### Problem to work on
The records must be retyped exactly, with no pictures included.

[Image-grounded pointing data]
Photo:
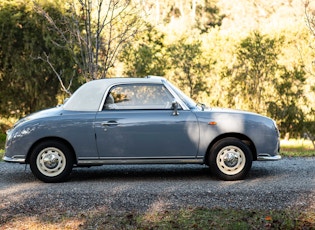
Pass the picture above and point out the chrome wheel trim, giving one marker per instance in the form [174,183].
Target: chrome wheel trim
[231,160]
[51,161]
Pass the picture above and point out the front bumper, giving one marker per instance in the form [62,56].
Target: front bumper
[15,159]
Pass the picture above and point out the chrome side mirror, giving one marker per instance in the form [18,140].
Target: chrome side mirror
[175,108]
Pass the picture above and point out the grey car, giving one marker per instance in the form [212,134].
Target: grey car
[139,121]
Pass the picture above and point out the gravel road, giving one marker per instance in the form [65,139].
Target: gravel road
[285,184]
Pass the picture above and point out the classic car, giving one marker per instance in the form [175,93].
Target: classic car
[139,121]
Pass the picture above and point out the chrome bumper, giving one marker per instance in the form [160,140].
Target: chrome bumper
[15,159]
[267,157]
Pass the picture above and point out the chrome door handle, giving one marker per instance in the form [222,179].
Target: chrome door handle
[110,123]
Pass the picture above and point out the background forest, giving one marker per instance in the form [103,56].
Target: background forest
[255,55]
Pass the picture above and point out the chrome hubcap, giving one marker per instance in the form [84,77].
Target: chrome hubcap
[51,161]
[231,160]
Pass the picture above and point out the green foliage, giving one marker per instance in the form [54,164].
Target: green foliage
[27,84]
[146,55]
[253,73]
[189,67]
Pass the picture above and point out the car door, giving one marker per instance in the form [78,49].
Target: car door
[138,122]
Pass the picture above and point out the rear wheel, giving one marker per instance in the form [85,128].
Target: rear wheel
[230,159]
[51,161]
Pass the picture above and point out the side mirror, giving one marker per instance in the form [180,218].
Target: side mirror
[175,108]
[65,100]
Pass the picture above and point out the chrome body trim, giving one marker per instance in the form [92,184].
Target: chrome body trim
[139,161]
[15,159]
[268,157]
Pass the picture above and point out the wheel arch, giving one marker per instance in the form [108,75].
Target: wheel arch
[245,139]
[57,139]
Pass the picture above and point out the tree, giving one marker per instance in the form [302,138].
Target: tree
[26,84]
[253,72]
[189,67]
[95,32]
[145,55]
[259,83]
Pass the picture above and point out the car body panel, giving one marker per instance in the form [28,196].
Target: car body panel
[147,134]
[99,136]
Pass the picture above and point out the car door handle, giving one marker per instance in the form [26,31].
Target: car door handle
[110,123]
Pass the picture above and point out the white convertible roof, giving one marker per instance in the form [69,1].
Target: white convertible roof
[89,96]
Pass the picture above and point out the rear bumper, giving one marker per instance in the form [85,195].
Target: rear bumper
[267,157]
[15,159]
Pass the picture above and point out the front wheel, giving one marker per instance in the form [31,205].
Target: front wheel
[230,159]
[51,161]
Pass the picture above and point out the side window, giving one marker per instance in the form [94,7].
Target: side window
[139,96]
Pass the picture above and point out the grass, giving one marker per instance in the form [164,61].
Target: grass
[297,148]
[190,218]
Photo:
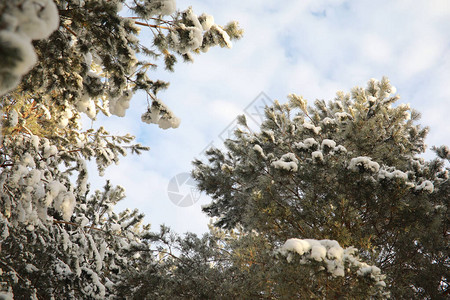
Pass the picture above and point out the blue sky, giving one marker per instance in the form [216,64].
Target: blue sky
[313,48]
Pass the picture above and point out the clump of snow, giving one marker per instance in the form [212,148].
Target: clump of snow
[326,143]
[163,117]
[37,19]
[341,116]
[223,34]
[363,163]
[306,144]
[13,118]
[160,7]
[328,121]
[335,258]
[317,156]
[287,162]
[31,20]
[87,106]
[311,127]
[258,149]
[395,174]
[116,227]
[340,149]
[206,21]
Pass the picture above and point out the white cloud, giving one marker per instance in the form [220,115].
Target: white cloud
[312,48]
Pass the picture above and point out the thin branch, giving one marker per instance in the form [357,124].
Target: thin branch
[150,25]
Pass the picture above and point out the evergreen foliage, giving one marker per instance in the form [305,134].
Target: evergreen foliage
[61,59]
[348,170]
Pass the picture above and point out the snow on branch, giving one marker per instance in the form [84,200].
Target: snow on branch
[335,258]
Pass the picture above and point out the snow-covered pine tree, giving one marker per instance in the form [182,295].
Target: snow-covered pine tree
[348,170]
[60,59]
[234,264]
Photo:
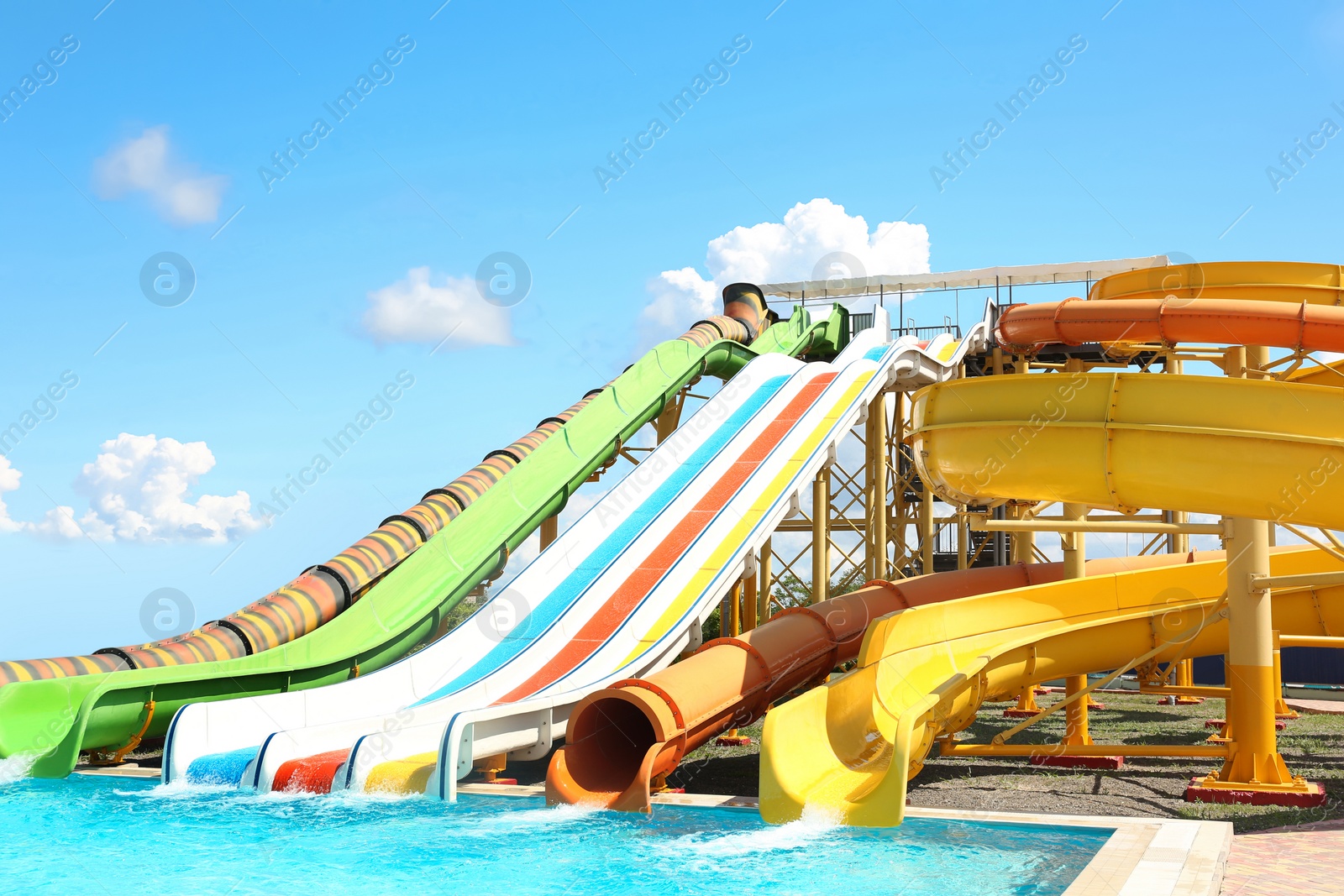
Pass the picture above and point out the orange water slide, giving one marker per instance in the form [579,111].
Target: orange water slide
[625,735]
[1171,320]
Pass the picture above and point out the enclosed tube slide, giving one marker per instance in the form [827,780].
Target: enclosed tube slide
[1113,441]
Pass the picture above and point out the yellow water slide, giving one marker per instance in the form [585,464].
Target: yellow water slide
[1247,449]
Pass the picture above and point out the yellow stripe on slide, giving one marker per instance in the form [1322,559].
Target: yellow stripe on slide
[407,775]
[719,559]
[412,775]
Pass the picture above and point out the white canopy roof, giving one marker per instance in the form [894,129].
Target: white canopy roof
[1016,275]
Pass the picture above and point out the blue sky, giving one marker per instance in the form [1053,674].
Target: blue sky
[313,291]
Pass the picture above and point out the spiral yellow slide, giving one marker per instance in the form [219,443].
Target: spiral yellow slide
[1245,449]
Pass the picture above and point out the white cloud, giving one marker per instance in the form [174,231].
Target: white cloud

### Expected answer
Photo:
Pass the picture above and point out the chrome wheel trim, giving one marker per instance in the form [174,183].
Target: chrome wheel trim
[231,160]
[51,161]
Pass the picture above and point out the front bumper, giving one marker per instance in the form [62,56].
Target: front bumper
[15,159]
Pass the picture above and point out the chrome side mirror, giving one marker per instance in the form [18,140].
Target: chrome side mirror
[175,108]
Pass the picture above and point out the grey car, giving one marker per instance in the form [212,134].
Target: grey car
[139,121]
Pass the picture above and point out the gravel road, giving one marker per instance in the form [65,139].
Target: gravel road
[285,184]
Pass the picture above and point out the classic car, giving one marker per instance in the form [175,93].
Target: classic car
[139,121]
Pass the picture above and point out the chrome bumper, giving one marker per instance in the form [160,140].
Target: chrome bumper
[15,159]
[267,157]
Pass the picture above and point out the chrome door handle, giving one marker per instance in the form [222,179].
Target: chrome door handle
[110,123]
Pass the picture above and point out the background forest, giving one marker per instance in the form [103,56].
Target: background forest
[255,55]
Pass the picture above and point out the chrome hubcap, giving one marker per instance in the form [84,77].
Target: chrome hubcap
[51,161]
[231,160]
Pass the picture above and point out the green foliage, giving one marker per instance in the form [54,164].
Target: green foliage
[27,84]
[146,55]
[253,73]
[189,67]
Pass the picture above and point out the car door, giving one marker per instance in the form [78,49].
Target: car door
[138,122]
Pass the picture above and point out the rear wheel, giving one marker per instance in the form [85,128].
Target: rear wheel
[230,159]
[51,161]
Pass the picture above and point out the side mirror, giving one marker per instance in the form [180,218].
Target: side mirror
[175,108]
[65,100]
Pass the picture above and point out the chrome body trim, giving one marker per instance in the form [92,184].
Target: chrome body trim
[139,161]
[15,159]
[268,157]
Pass the picture above and point out the wheel arch, giving one marker per instance in the form [108,75].
Target: wheel arch
[245,139]
[57,139]
Pass the picture above and point out the tree, giving one marker per instance in the form [302,138].
Target: tree
[26,84]
[253,72]
[189,67]
[95,32]
[145,55]
[259,83]
Pass the picture above and point out the car body panel, giving one marker per instance in the form [28,196].
Target: car body panel
[147,134]
[99,136]
Pass the picture above and point out the car door handle, giving one marker per instance in the form [26,31].
Target: car door handle
[110,123]
Pass the picture above and point out the white convertible roof, giving one marker per instance in the form [69,1].
Target: white convertible roof
[89,96]
Pass the picture above and point out the rear bumper, giving one marker per instance in the form [85,195].
Target: rear bumper
[267,157]
[15,159]
Pass the picture above and point out the front wheel, giving one marker per instance in the form [31,205].
Target: front wheel
[230,159]
[51,161]
Pass the picture above and point out the side window, giving one marker per instance in the form [94,7].
Target: side window
[139,96]
Pass the picture above and point out the grass, giving one marker per instance in the form [164,61].
Target: grass
[297,148]
[190,218]
Photo:
Pass the picture above and point out the blue sky, giving one marker per instance in the form [216,64].
Target: blue sky
[313,48]
Pass the picture above and point out the clump of snow, giving one marker per instance in the form [212,148].
Target: clump of snow
[326,143]
[163,117]
[37,19]
[341,116]
[223,34]
[363,163]
[306,144]
[13,118]
[160,7]
[328,121]
[335,258]
[317,156]
[287,162]
[31,20]
[87,106]
[311,127]
[258,149]
[395,174]
[116,227]
[340,149]
[206,21]
Pass the picture above and point out the white cloud, giving one marker per instance in the form [220,115].
Target: white cloud
[312,48]
Pass the picture above and point out the thin branch, giving one marker per instance in the form [357,124].
Target: thin branch
[150,25]
Pass the picture above and point out the evergreen foliage, giving one marker per instance in the form [305,134].
Target: evergreen foliage
[61,59]
[348,170]
Pass the picture above and point out the snow on branch, giving one marker per instance in the form [84,200].
Target: snow on branch
[335,258]
Pass the picture above and point out the snow-covered pine tree, giving one marker per instance in the form [182,295].
Target: snow-covered pine tree
[348,170]
[60,59]
[234,264]
Photo:
Pass the picture above and point out the orange water slide, giving one marker per instance in the form [579,111].
Target: orange water slide
[625,735]
[1171,320]
Pass the picture above and point out the enclosed tube slide, giving one marker per instance in the form [827,780].
Target: enclosed tube slide
[1113,441]
Pass the picture above and point out the yellow water slide, giving one marker per instance in the form [585,464].
Target: yellow water slide
[1247,449]
Pass the picture above and point out the yellow stripe on slide, giving one marker per instance in the form [1322,559].
Target: yellow stripe on slide
[407,775]
[719,559]
[412,775]
Pass the picture above and point out the white canopy roof, giving one marker per instance in the form [894,129].
Target: white canopy roof
[1016,275]
Pass the picture above and point out the blue sky, giving one marker per instance in the form [1053,674].
Target: blue sky
[313,291]
Pass the picture above and point out the spiral yellow slide, giving one marker per instance in the form [219,443].
Target: spiral yellow slide
[1245,449]
Pass the picture above and point out the white cloud, giving one marker per instance in the form [174,231].
Target: white cloud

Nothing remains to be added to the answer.